Exercise goal
Omit the pictures and output every entry below exactly as written.

--- Task inputs Enclosed Below ---

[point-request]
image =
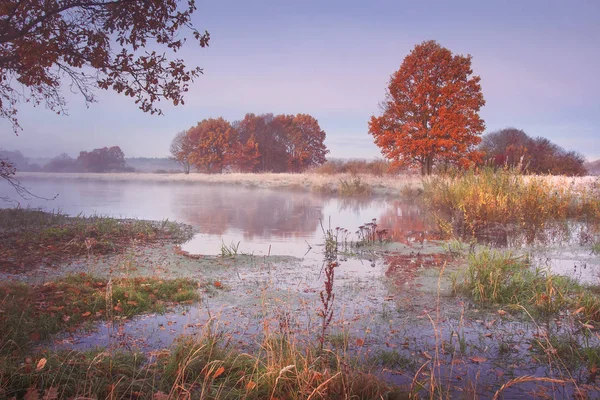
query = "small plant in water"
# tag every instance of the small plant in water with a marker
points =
(231, 250)
(327, 297)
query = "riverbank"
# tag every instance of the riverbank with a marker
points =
(342, 184)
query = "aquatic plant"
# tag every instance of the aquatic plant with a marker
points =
(354, 186)
(469, 202)
(231, 250)
(500, 277)
(34, 312)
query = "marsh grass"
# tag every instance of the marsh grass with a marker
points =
(34, 312)
(500, 277)
(28, 236)
(596, 248)
(354, 186)
(203, 367)
(470, 201)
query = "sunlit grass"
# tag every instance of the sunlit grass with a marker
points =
(470, 201)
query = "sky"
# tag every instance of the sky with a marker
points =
(537, 59)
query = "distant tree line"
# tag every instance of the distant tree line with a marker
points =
(514, 148)
(106, 159)
(257, 143)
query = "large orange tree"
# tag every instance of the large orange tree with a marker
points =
(431, 111)
(212, 145)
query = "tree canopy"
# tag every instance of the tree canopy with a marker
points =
(88, 44)
(431, 111)
(263, 143)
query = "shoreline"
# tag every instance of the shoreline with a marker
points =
(328, 184)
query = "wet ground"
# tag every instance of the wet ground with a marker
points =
(393, 309)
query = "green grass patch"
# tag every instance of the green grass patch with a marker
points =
(29, 237)
(34, 312)
(354, 187)
(202, 368)
(496, 277)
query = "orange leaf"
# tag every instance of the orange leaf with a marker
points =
(478, 359)
(580, 309)
(41, 364)
(218, 372)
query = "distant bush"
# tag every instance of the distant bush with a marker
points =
(376, 167)
(514, 148)
(62, 163)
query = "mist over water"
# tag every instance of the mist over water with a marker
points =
(262, 221)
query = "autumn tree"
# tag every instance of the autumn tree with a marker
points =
(46, 45)
(431, 111)
(181, 149)
(212, 145)
(245, 157)
(304, 142)
(269, 137)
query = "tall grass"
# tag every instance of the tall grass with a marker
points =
(500, 277)
(470, 201)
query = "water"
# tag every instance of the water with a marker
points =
(262, 221)
(385, 300)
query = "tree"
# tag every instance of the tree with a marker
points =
(246, 156)
(303, 142)
(270, 140)
(430, 113)
(93, 44)
(514, 148)
(102, 160)
(181, 148)
(212, 145)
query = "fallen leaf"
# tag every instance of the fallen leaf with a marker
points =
(41, 364)
(31, 394)
(580, 309)
(218, 372)
(51, 393)
(478, 359)
(35, 336)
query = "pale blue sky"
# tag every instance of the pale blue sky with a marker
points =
(538, 61)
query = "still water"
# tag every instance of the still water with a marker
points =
(262, 221)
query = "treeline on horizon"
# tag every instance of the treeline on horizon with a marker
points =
(257, 143)
(507, 147)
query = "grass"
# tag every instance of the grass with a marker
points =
(28, 236)
(354, 186)
(495, 277)
(471, 201)
(30, 313)
(231, 250)
(203, 367)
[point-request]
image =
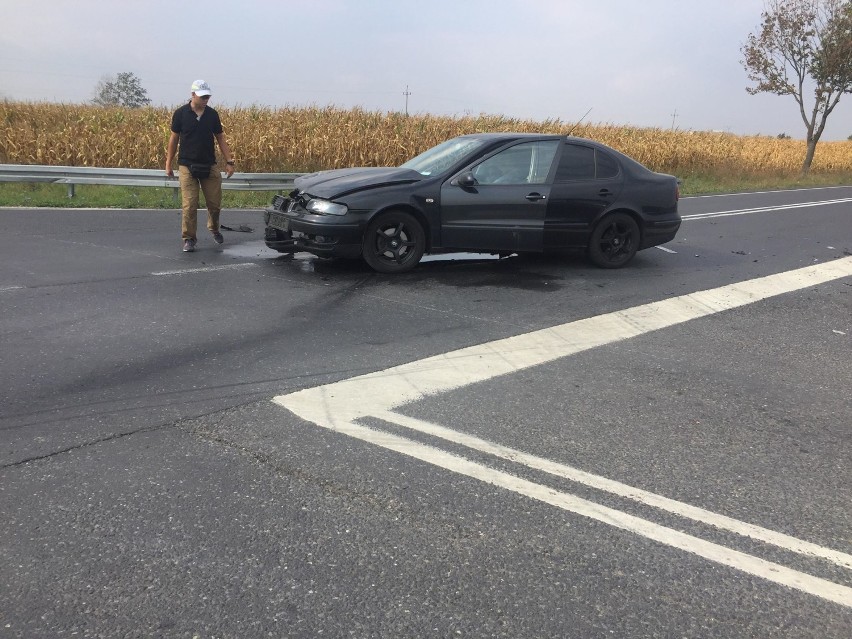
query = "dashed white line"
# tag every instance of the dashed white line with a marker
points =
(206, 269)
(341, 405)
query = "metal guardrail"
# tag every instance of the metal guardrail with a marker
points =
(73, 175)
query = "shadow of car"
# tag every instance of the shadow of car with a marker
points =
(499, 193)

--- End of Enclosed Task inputs ---

Answer box
[point-request]
image =
query = "small plant in water"
# tag every instance of the small plant in water with a marker
points =
(231, 250)
(327, 297)
query = "riverbank"
# tag every instance of the riverbank with a marker
points =
(342, 184)
query = "aquatic plant"
# tag every instance of the aquatic plant with a marker
points =
(354, 186)
(469, 202)
(231, 250)
(500, 277)
(34, 312)
query = "marsh grass"
# tag every instance of the marsh grass with a marker
points =
(34, 312)
(500, 277)
(28, 236)
(596, 248)
(354, 186)
(203, 367)
(470, 201)
query = "sunlit grass"
# tag every instance of the sunlit grass with a marker
points =
(470, 201)
query = "sky"
# tag every instance of the sky with a marker
points =
(537, 59)
query = "distant tree line"
# tag every instance of the distant tree line with a marker
points =
(514, 148)
(106, 159)
(257, 143)
query = "large orange tree"
# tag every instance of the large orange tree with a marker
points =
(431, 111)
(212, 145)
query = "tree canopy"
# tag every instance of the tree canopy with a marker
points =
(88, 44)
(431, 111)
(263, 143)
query = "shoreline"
# tag every instance of the shoreline with a marker
points =
(328, 184)
query = "wet ground"
# tag every instance of the wet ground with a marker
points =
(393, 309)
query = "green grass patch"
# tag every instance of the green grass patch with a marker
points =
(29, 237)
(34, 312)
(354, 187)
(202, 368)
(496, 277)
query = "orange leaf"
# tag every instance of the orange leaf with a marker
points =
(478, 359)
(580, 309)
(41, 364)
(218, 372)
query = "distant bush"
# tag every instance of the distant bush with a marker
points =
(376, 167)
(514, 148)
(62, 163)
query = "mist over water"
# tag every instance of the mist over water with a marker
points =
(262, 221)
query = "autumn tree"
# tag every instance of the autumn tree with a marker
points =
(46, 45)
(431, 111)
(181, 149)
(212, 145)
(245, 157)
(304, 142)
(269, 137)
query = "tall grass"
# tag every instance of the tall grass with a marker
points =
(500, 277)
(470, 201)
query = "water"
# tag every instance of the water with a marker
points =
(262, 221)
(385, 300)
query = "tree"
# tag every instance of the tree with a marker
points =
(246, 156)
(303, 142)
(270, 140)
(430, 113)
(93, 44)
(514, 148)
(102, 160)
(181, 148)
(212, 145)
query = "fallen leaf"
# tag every instance of the fallen leaf with a marker
points =
(41, 364)
(31, 394)
(580, 309)
(218, 372)
(51, 393)
(478, 359)
(35, 336)
query = "pale blue sky"
# tag every instance of the pale blue sky with a marker
points =
(538, 61)
query = "still water"
# tag every instance of the still water with a marker
points =
(262, 221)
query = "treeline on horizon"
# tag every instance of the treeline on horizon with a marker
points =
(257, 143)
(507, 147)
query = "grass"
# tag every instance of the grass with a marker
points =
(28, 236)
(354, 186)
(495, 277)
(471, 201)
(30, 313)
(231, 250)
(203, 367)
[point-request]
image =
query = "dashed white line"
# tag every instance of the dashed white line with a marker
points =
(206, 269)
(341, 405)
query = "metal guardrail"
# tag every instance of the metal guardrail with a marker
points =
(73, 175)
query = "shadow of car"
# tag every instance of the shadow of car with a marker
points =
(499, 193)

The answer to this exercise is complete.